====== Material for the task ======

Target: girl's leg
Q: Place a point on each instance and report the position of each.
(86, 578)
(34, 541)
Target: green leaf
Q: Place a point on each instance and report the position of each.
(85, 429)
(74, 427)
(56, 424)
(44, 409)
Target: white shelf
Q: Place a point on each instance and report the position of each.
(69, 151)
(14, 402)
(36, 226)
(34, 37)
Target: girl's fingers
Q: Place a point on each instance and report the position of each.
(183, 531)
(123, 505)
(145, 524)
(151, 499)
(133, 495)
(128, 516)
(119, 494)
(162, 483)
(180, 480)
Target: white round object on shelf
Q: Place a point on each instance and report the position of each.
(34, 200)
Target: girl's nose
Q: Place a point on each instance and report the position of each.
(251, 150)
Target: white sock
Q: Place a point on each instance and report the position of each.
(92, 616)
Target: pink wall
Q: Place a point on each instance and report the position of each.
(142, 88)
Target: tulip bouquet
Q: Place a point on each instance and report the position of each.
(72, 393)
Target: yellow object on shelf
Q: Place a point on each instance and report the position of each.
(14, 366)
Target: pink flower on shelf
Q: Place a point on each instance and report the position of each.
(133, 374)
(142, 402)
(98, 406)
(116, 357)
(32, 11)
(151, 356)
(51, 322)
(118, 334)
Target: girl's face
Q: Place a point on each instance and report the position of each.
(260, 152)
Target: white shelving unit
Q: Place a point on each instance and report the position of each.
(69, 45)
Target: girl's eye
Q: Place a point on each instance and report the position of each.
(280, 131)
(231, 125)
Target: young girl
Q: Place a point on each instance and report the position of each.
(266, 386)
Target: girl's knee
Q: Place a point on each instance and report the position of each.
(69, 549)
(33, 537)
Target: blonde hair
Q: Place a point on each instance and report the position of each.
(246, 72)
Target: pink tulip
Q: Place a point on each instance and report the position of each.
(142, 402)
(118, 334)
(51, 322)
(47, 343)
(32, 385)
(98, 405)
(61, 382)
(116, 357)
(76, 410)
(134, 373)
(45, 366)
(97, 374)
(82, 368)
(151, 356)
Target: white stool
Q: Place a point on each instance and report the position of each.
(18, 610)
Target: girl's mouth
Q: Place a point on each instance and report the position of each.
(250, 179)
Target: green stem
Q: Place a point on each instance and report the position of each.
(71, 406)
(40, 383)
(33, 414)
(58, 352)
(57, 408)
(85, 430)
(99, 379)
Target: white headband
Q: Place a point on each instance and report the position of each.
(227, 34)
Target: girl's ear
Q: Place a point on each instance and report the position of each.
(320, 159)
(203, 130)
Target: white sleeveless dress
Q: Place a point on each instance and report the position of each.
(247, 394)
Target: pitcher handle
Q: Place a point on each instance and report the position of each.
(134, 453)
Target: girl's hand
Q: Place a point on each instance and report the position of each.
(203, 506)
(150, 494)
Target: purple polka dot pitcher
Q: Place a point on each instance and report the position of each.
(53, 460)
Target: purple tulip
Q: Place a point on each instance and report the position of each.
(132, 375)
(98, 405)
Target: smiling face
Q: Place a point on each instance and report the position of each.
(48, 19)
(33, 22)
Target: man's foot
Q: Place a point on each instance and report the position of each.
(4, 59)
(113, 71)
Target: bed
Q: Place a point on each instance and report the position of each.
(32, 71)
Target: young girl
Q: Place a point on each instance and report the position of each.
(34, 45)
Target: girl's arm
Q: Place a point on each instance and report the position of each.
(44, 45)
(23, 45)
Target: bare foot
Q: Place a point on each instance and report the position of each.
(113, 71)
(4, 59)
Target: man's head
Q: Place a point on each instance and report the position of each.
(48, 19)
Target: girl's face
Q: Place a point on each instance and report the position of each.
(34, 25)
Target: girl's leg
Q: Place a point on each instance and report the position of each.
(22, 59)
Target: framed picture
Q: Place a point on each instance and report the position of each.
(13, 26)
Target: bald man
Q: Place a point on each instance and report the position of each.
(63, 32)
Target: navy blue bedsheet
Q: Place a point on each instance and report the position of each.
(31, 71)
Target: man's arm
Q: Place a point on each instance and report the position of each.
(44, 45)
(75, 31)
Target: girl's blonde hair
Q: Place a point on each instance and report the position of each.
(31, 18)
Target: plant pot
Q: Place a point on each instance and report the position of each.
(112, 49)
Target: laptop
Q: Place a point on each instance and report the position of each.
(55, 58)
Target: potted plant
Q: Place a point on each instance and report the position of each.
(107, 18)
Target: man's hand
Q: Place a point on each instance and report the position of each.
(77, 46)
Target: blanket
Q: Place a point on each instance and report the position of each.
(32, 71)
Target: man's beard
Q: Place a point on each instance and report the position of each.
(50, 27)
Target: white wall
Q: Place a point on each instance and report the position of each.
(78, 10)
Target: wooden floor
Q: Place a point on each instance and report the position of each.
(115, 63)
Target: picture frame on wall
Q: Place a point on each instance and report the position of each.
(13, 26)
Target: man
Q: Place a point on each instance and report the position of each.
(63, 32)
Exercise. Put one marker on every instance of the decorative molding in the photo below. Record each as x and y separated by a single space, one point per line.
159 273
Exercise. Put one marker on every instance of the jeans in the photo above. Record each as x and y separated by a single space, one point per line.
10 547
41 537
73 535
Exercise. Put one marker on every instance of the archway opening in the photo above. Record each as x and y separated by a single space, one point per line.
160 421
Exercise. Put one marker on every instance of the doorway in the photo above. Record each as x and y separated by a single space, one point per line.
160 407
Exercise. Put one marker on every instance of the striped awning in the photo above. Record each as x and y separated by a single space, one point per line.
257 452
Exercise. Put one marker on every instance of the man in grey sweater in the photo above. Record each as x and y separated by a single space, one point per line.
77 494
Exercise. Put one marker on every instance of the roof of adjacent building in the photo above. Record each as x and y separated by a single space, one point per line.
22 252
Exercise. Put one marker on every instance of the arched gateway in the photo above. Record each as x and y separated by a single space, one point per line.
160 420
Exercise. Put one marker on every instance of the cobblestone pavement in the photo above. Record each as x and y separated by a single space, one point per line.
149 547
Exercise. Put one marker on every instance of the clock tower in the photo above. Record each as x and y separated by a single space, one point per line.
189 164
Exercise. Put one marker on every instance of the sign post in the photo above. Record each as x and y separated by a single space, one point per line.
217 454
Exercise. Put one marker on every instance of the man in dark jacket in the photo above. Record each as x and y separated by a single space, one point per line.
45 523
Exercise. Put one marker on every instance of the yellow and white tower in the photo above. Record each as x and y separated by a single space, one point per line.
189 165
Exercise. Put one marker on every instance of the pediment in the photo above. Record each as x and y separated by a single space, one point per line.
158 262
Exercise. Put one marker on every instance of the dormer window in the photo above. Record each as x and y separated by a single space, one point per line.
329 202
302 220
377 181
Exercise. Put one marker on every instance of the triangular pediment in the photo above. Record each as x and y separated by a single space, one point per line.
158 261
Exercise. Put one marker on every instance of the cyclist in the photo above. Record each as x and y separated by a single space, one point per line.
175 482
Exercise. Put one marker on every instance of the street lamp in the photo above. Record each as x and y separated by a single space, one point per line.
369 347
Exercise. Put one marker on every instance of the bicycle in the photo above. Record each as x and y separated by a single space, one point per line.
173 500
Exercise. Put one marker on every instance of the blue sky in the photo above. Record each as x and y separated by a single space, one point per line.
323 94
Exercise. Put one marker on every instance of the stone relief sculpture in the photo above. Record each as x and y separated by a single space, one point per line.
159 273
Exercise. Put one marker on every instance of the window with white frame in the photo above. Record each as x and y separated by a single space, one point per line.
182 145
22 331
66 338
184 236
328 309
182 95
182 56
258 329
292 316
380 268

======

• **Instructions to follow**
Every record, restated word for word, should make up your reply.

• **Written response**
Target: girl's leg
Q: Place a point on each instance and report the position of each.
(86, 578)
(34, 541)
Target: green leaf
Q: Place a point on each instance and report the position of each.
(85, 429)
(74, 427)
(56, 424)
(44, 409)
Target: white shelf
Q: Place a point on each instance and report the position of each.
(69, 151)
(14, 402)
(36, 226)
(34, 37)
Target: girl's fingers
Q: Place a point on each instance and report the position of each.
(183, 531)
(123, 505)
(145, 524)
(151, 499)
(133, 495)
(128, 516)
(119, 494)
(162, 483)
(180, 480)
Target: white round object on shelf
Q: Place a point on each instance and report the position of each.
(34, 200)
Target: girl's nose
Q: Place a point on each instance and report the position of each.
(251, 150)
Target: white sock
Q: Place a point on each instance and report the position of each.
(92, 616)
Target: pink wall
Q: Place a point on each instance and report the position of each.
(142, 88)
Target: tulip bouquet
Q: Place a point on each instance and report the position of each.
(72, 393)
Target: yellow object on shelf
Q: Place a point on each instance and report the position of each.
(14, 366)
Target: pink flower on shelf
Q: Place a point on each instance and report the position of each.
(133, 374)
(142, 402)
(98, 406)
(116, 357)
(32, 11)
(151, 356)
(51, 322)
(118, 334)
Target: girl's face
Q: Place a point on each instance and report the position of each.
(260, 152)
Target: white shelving unit
Q: Place a point on each instance and report the position of each.
(69, 45)
Target: girl's eye
Q: Place a point on each instance and report the position of each.
(280, 131)
(231, 125)
Target: young girl
Q: Place a point on each instance and report the position of each.
(266, 386)
Target: girl's knee
Q: Place a point on each instance and report the position of each.
(69, 549)
(33, 537)
Target: blonde hair
Q: Place a point on each instance and report the position of each.
(246, 72)
Target: pink tulip
Q: Place a point on each instance and report the position of each.
(142, 402)
(118, 334)
(51, 322)
(47, 343)
(32, 385)
(98, 405)
(61, 382)
(116, 357)
(76, 410)
(134, 373)
(45, 366)
(97, 374)
(82, 368)
(151, 356)
Target: white stool
Q: Place a point on each instance and report the position of each.
(18, 610)
Target: girl's mouth
Q: Place a point on each instance and report the position of each.
(250, 179)
Target: green stem
Q: Place a point on each instance and report the position of each.
(71, 406)
(40, 383)
(33, 414)
(58, 352)
(57, 408)
(85, 430)
(99, 379)
Target: white headband
Q: Place a point on each instance and report the position of each.
(227, 34)
Target: girl's ear
Q: Place a point on each instance and report the position of each.
(320, 159)
(203, 130)
Target: white sleeveless dress
Q: Place a point on each instance and report the position of each.
(247, 394)
Target: pitcher handle
Q: Place a point on each instance and report the position of each.
(134, 453)
Target: girl's hand
Q: Place a point on each instance and report the position of each.
(203, 506)
(150, 494)
Target: purple polka dot pitcher
Q: Place a point on each instance and report the position of each.
(53, 460)
Target: purple tulip
Q: Place a point on each instance and report the position of each.
(132, 375)
(98, 405)
Target: smiling face
Q: Place a point on each instance and report the position of each.
(48, 19)
(33, 22)
Target: man's foot
Q: Place a point on each instance and report the position of each.
(4, 59)
(113, 71)
Target: bed
Q: Place a point on each instance and report the position of each.
(32, 71)
Target: young girl
Q: Place a point on each instance and report the position of each.
(34, 45)
Target: girl's arm
Q: Place a point on each instance and report the position of each.
(44, 45)
(23, 45)
Target: bare foot
Q: Place a point on each instance and report the position of each.
(113, 71)
(4, 59)
Target: man's head
Q: Place a point on each instance and report the position of each.
(48, 19)
Target: girl's face
Q: Place a point on each instance and report the position of each.
(34, 25)
Target: girl's leg
Q: Place a point on each instance and report the position of each.
(22, 59)
Target: framed picture
Q: Place a point on each instance and report the position of each.
(13, 26)
Target: bald man
Q: Place a point on each instance and report the position of each.
(63, 32)
Target: navy blue bedsheet
Q: Place a point on each instance and report the position of each.
(31, 71)
Target: man's arm
Q: Place a point on each instance and report the position of each.
(44, 45)
(75, 31)
Target: girl's blonde hair
Q: Place a point on each instance and report the position of each.
(31, 18)
Target: plant pot
Q: Place a point on each instance and report the position of each.
(112, 49)
Target: laptop
Q: Place a point on each instance and report the position of each.
(55, 58)
Target: potted plant
Q: Place a point on each instance and report the position of each.
(107, 18)
Target: man's hand
Q: Place a point on each instance and report the position of each.
(77, 46)
Target: blanket
Q: Place a point on each instance and report the position of each.
(32, 71)
Target: man's beard
Q: Place a point on each instance and report the position of each.
(50, 27)
Target: white wall
Q: Place a point on each instance and report the position of each.
(78, 10)
Target: wooden floor
Q: Place a point on each instance and report the position of each.
(115, 63)
Target: picture frame on wall
Q: Place a point on each instance and report the position of each.
(13, 26)
Target: man
Q: Place a point on each instance and report the position of each.
(63, 32)
Exercise. Put one marker on every instance of the decorative molding in the photo below. Record each as x and y separated by a single space, one point per line.
159 273
Exercise. Put one marker on every instance of the jeans in the photo above. Record each as x and y separated by a single space, one point per line.
10 547
41 537
73 535
Exercise. Put one marker on every instance of the archway opening in the photo above. Record each as x and y separated by a single space, one point per line.
160 421
Exercise. Put one marker on every instance of the doorway in the photo above. Record each as x and y separated by a single space, one point per line.
160 407
Exercise. Put one marker on every instance of the striped awning in the photo above. Record each as x and y separated by a single space, one point per line.
257 452
Exercise. Put one marker on every instance of the man in grey sweater in the photo above. Record each as x and y separated by a single space, one point per line.
77 494
Exercise. Put one marker on every instance of the roof of adjacent building in the photo above. Record each as x and y separated by a single space, one point per line.
22 252
Exercise. Put one marker on every instance of the arched gateway in the photo above. Record each as x and y separated by a single space, one point per line.
160 420
Exercise. Put one marker on every instance of the cobblestone pavement in the photo above. Record each as x and y separated by a single space, one point per line.
149 547
Exercise. Put one marker on every instance of the clock tower in the photo above. Record each as x and y separated by a single space, one point per line.
189 164
Exercise. Put one marker on every instance of the sign post in the photo above. Record each as x and y separated by a single space, one point per line.
217 454
Exercise. Put one marker on every instance of the man in dark jacket in the photo above. Record each as x and y separated by a single space, one point per line.
45 523
Exercise. Put one marker on every instance of the yellow and white tower in the photo above. Record each as x and y separated by a single space, one point per line.
189 165
Exercise. Put one marker on every instance of the pediment in the photo above. Record each as x and y separated by a single space, one point per line.
158 262
Exercise. Put one marker on every instance of the dormer window in the photo above. Record each as x and y separated by a single space, one point per line.
329 202
302 220
377 181
Exercise. Put one marker on every instance of the triangular pediment in the photo above. Record each as x and y separated by a single space, one point per line.
158 261
Exercise. Put one marker on every instance of the cyclist in the photo above. Record each as x and y separated by a single space, one point per line.
175 482
Exercise. Put one marker on every instance of the street lamp in the photo above. Record each as x and y separated by a single space, one point per line.
369 347
Exercise. Put one marker on every instance of the bicycle in the photo above. Record each as x and y separated by a single space, one point per line.
173 500
Exercise. Put one marker on every instance of the blue sky in the photo above. Record each as x and y separated by a single space, one point per line.
323 94
Exercise. Put one marker on every instance of the stone relief sculpture in the photo above. Record each as x and y separated by a single space, one point per line.
159 273
Exercise. Put one marker on every instance of the window with white frame in the photo above. Record each as x and y separated by a single space, one point per line.
182 145
22 331
66 338
184 236
328 309
182 95
182 56
258 329
292 316
380 268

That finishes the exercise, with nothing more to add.